> [Your task] Reproduce every one of the items below word for word, keeping all lines in their original order.

> [Supplied information]
#####

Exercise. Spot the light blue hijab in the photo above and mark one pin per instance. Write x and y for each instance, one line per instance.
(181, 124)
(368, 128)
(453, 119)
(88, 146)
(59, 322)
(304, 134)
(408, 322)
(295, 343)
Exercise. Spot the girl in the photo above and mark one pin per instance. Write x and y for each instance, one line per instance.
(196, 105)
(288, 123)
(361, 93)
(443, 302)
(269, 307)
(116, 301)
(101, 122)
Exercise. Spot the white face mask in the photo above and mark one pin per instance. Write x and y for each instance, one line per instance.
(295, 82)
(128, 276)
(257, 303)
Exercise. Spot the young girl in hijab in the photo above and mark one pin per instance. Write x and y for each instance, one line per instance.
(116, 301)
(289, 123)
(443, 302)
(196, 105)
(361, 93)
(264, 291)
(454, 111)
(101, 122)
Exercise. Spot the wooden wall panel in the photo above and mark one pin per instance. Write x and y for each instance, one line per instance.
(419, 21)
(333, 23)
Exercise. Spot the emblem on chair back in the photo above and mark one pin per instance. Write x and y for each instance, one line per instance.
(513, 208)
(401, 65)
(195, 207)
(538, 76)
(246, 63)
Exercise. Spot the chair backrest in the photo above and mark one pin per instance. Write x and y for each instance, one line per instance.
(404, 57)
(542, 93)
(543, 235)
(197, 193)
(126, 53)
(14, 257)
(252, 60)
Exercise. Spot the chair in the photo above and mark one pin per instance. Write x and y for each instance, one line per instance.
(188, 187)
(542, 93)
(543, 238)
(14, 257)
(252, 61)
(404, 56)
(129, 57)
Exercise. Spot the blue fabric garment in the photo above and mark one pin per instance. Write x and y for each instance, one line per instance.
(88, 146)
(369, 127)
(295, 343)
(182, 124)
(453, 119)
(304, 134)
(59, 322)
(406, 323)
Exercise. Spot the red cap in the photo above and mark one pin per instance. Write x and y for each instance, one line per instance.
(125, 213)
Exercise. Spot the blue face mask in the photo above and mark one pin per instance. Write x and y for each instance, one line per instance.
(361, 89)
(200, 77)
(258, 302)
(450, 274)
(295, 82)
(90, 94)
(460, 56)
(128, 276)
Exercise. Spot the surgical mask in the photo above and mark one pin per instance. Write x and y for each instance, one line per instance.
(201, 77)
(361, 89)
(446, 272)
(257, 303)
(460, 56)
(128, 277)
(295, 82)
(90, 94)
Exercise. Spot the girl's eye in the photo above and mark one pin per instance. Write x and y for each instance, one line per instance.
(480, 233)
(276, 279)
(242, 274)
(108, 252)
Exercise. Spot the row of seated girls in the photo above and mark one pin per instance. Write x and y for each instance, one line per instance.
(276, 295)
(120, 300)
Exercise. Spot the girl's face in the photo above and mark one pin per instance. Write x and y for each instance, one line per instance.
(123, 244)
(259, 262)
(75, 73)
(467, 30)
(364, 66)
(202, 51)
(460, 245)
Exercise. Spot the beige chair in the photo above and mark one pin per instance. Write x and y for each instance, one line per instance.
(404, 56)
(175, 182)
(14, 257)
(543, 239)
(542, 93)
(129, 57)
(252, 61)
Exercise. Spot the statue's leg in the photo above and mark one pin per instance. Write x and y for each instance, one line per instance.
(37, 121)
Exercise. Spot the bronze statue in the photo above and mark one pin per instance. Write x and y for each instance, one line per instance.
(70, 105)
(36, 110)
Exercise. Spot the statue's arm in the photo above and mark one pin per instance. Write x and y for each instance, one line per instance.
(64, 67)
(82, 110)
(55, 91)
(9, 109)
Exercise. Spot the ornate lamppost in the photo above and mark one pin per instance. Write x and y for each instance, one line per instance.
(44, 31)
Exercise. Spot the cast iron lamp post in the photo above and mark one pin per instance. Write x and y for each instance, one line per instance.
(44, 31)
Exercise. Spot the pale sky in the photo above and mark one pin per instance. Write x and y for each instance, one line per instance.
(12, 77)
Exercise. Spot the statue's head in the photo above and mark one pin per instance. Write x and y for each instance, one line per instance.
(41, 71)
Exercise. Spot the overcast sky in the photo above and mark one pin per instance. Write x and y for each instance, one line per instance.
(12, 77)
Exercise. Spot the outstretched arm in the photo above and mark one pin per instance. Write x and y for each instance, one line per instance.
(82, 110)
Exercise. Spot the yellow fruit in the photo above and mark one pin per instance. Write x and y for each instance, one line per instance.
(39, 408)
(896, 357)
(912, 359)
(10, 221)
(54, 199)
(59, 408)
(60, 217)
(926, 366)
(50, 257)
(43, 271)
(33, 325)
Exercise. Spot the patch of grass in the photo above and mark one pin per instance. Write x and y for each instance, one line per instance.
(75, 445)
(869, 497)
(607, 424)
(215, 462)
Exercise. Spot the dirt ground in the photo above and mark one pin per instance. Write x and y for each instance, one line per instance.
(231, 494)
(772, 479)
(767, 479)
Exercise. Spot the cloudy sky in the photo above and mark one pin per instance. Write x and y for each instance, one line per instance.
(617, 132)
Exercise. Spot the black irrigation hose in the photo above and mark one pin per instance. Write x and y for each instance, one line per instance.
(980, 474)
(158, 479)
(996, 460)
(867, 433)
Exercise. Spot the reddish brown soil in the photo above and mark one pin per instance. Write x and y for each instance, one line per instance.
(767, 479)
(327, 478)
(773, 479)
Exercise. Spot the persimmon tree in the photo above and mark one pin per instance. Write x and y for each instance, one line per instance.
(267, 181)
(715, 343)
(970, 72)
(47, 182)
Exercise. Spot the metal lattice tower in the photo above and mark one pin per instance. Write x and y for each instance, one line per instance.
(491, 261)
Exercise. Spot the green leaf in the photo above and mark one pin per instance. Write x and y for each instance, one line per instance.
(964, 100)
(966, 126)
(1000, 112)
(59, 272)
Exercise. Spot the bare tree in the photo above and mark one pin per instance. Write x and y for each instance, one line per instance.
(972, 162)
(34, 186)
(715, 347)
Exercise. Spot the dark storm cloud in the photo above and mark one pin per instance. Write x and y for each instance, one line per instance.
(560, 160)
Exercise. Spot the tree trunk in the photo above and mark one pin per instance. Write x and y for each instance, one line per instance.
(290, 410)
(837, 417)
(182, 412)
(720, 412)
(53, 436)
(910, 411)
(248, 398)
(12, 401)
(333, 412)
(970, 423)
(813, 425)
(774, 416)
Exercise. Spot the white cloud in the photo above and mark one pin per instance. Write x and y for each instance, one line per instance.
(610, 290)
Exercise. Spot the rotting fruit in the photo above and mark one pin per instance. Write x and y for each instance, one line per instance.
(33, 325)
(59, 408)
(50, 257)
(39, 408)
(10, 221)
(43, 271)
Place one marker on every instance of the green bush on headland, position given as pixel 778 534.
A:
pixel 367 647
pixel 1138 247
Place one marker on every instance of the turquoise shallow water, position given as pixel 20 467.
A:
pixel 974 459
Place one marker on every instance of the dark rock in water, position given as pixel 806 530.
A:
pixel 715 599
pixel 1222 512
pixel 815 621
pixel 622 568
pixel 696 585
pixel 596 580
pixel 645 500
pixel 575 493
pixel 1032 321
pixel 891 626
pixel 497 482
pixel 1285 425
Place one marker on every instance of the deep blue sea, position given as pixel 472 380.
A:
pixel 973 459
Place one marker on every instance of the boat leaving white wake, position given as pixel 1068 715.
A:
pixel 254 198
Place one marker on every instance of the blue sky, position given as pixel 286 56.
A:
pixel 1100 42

#####

> [Written solution]
Exercise. Spot the light blue hijab in the photo above and mark one pin per instance. Write x and y for each instance, one line per instance.
(181, 124)
(368, 128)
(453, 119)
(88, 146)
(59, 322)
(304, 134)
(408, 322)
(295, 343)
Exercise. Spot the girl in the photo above and mark one pin per instance. Write x and y for each instance, one line per instance.
(196, 105)
(288, 123)
(361, 93)
(443, 302)
(269, 307)
(116, 301)
(101, 122)
Exercise. Spot the white face mask in the photo above and mark one pin per instance. Write x and y for each instance, one line per instance.
(295, 82)
(128, 276)
(257, 303)
Exercise. Spot the young girl in hijab in the photo above and mark one pin per instance. Write x and y for each instance, one line per instance.
(116, 301)
(289, 123)
(443, 302)
(196, 105)
(361, 93)
(264, 291)
(454, 111)
(101, 122)
Exercise. Spot the wooden wall panel in the photo above and mark one pin per instance. Write x and y for each instance, one line per instance.
(419, 21)
(333, 23)
Exercise. Spot the emblem on chair back in the photo above and mark one pin per instance. Write x and y for each instance, one line per instance.
(513, 208)
(401, 65)
(195, 207)
(538, 76)
(246, 63)
Exercise. Spot the chair backrest in the photo above and mark one pin per instance. Write x and y for each instance, one line per instance.
(404, 57)
(542, 93)
(543, 235)
(197, 193)
(126, 53)
(14, 257)
(252, 60)
Exercise. Spot the chair in the photo above and mark one pin per instance. Write x and y for each instance, one line per instance.
(188, 187)
(542, 93)
(543, 238)
(14, 257)
(252, 61)
(404, 56)
(129, 57)
Exercise. Spot the blue fabric garment in the photo above and mark one pin per instance. Write x and y for each instance, one line per instance.
(88, 146)
(369, 127)
(295, 343)
(182, 124)
(453, 119)
(304, 134)
(59, 322)
(406, 323)
Exercise. Spot the red cap in the photo above and mark one pin per instance. Write x and y for each instance, one line per instance.
(125, 213)
Exercise. Spot the blue face mask in the photo above and mark one pin per instance. Write x and y for each instance, one line per instance.
(361, 89)
(200, 77)
(258, 302)
(450, 274)
(295, 82)
(90, 94)
(460, 56)
(128, 276)
Exercise. Spot the surgical mask in the photo above and mark one pin per instance. Write x and y for each instance, one line per instance.
(201, 77)
(361, 89)
(446, 272)
(257, 303)
(460, 56)
(128, 277)
(295, 82)
(90, 94)
Exercise. Spot the girl's eye in the photo above and mark one pin per instance. Write x and y for each instance, one line per instance.
(480, 233)
(276, 279)
(242, 274)
(108, 252)
Exercise. Spot the row of seated girls in the photo above and mark one pin per instance. Write x and y for each instance, one line per instance.
(276, 295)
(120, 300)
Exercise. Spot the girl's face in the photo above and mark one pin per instance. Write x and y for each instance, one line per instance.
(123, 244)
(259, 262)
(75, 73)
(467, 30)
(364, 66)
(202, 51)
(460, 245)
Exercise. Spot the beige chair in the photo above and mark one pin per instance. Write x and y for each instance, one line per instance.
(404, 56)
(175, 182)
(14, 257)
(543, 239)
(542, 93)
(129, 57)
(252, 61)
Exercise. Spot the statue's leg in the photo above and mark one pin per instance. Write x and y for each instance, one line per instance.
(37, 121)
Exercise. Spot the bronze statue in the photo above and mark one pin per instance. Write x and y for each instance, one line per instance.
(70, 105)
(36, 110)
Exercise. Spot the statue's arm in the photo above and mark one pin per instance. Write x and y for each instance, one line per instance.
(64, 67)
(82, 110)
(55, 91)
(9, 109)
Exercise. Spot the ornate lamppost in the photo above and mark one pin per instance. Write x and y for each instance, one line per instance.
(44, 31)
Exercise. Spot the cast iron lamp post in the photo above and mark one pin per instance. Write x and y for each instance, one line per instance.
(44, 31)
Exercise. Spot the pale sky in the photo above and mark one pin per instance. Write x and y for each instance, one line per instance.
(12, 77)
Exercise. Spot the statue's head in the photo above and mark one pin per instance. Write x and y for each instance, one line per instance.
(41, 71)
Exercise. Spot the overcast sky in the photo above and mark one pin per instance. Write x and y for each instance, one line per instance.
(12, 77)
Exercise. Spot the outstretched arm in the photo above and mark one pin per instance. Write x and y for each instance, one line per instance.
(82, 110)
Exercise. Spot the yellow fruit in the photo above and mark one pin per instance. Write x and y for each instance, one line per instance.
(39, 408)
(896, 357)
(912, 359)
(10, 221)
(54, 199)
(59, 408)
(60, 217)
(926, 366)
(50, 257)
(43, 271)
(33, 325)
Exercise. Spot the patch of grass in the photo above and mark one pin per instance. Write x and y for each instance, one line per instance.
(75, 445)
(869, 497)
(607, 424)
(215, 462)
Exercise. Spot the dirt ground in the photo above and mark one pin per instance. Write x and y for each instance, one line per instance.
(231, 494)
(772, 479)
(767, 479)
Exercise. Spot the cloudy sky in the photo above and mark one pin per instance. Write x and y for each instance, one line per instance.
(617, 132)
Exercise. Spot the black irrigation hose in the photo above and mark one pin per instance. Write x and y for each instance, one line per instance.
(980, 474)
(158, 479)
(996, 460)
(867, 433)
Exercise. Spot the reddish brown soil in the photo above and mark one pin per instance. Write x and y for each instance, one line per instance.
(767, 479)
(327, 478)
(773, 479)
Exercise. Spot the persimmon tree in the photo above and mark one pin per instance. Write x and y for each instance, one line per instance.
(267, 181)
(715, 343)
(970, 72)
(47, 182)
Exercise. Spot the metal lattice tower in the photo above and mark one pin per instance. Write x and y for each instance, one line per instance.
(491, 261)
Exercise. Spot the green leaf in the photo above and mark one pin per instance. Write x and y for each instance, one line per instance.
(964, 100)
(966, 126)
(1000, 112)
(59, 272)
Exercise. Spot the bare tree in the photo above and mark one pin per instance. Write x and y for each instance, one line per instance.
(972, 162)
(34, 186)
(715, 347)
Exercise. Spot the dark storm cloud in the photo above and mark one pin per instance. Write x and y for each instance, one line per instance.
(560, 160)
Exercise. Spot the tree trunk in the photo above and mark one pin per instance. Write x and y for each instance, one line per instance.
(290, 410)
(837, 417)
(182, 412)
(720, 412)
(53, 436)
(910, 411)
(248, 398)
(12, 401)
(333, 412)
(970, 423)
(813, 425)
(774, 416)
Exercise. Spot the white cloud in the photo above and mark one pin per instance. Write x and y for each instance, one line per instance.
(610, 290)
Exercise. Spot the rotting fruit in the photo above and mark one pin per instance. Write x and y for each instance, one line per instance.
(33, 325)
(59, 408)
(50, 257)
(39, 408)
(10, 221)
(43, 271)
Place one marker on every instance of the green bush on headland, position given as pixel 778 534.
A:
pixel 367 647
pixel 1138 247
Place one marker on every instance of the turquoise shallow water, position given as pixel 20 467.
A:
pixel 974 459
Place one marker on every instance of the dark rock in water, position given as pixel 806 530.
A:
pixel 715 599
pixel 1222 512
pixel 815 621
pixel 622 568
pixel 696 585
pixel 596 580
pixel 645 500
pixel 575 493
pixel 1032 321
pixel 891 626
pixel 497 482
pixel 1285 425
Place one marker on every instance of the deep blue sea, position given as pixel 472 380.
A:
pixel 973 459
Place one marker on every instance of the boat leaving white wake, position given as pixel 1068 715.
A:
pixel 254 198
Place one marker on every instance of the blue sky, position given as pixel 286 56.
A:
pixel 1100 42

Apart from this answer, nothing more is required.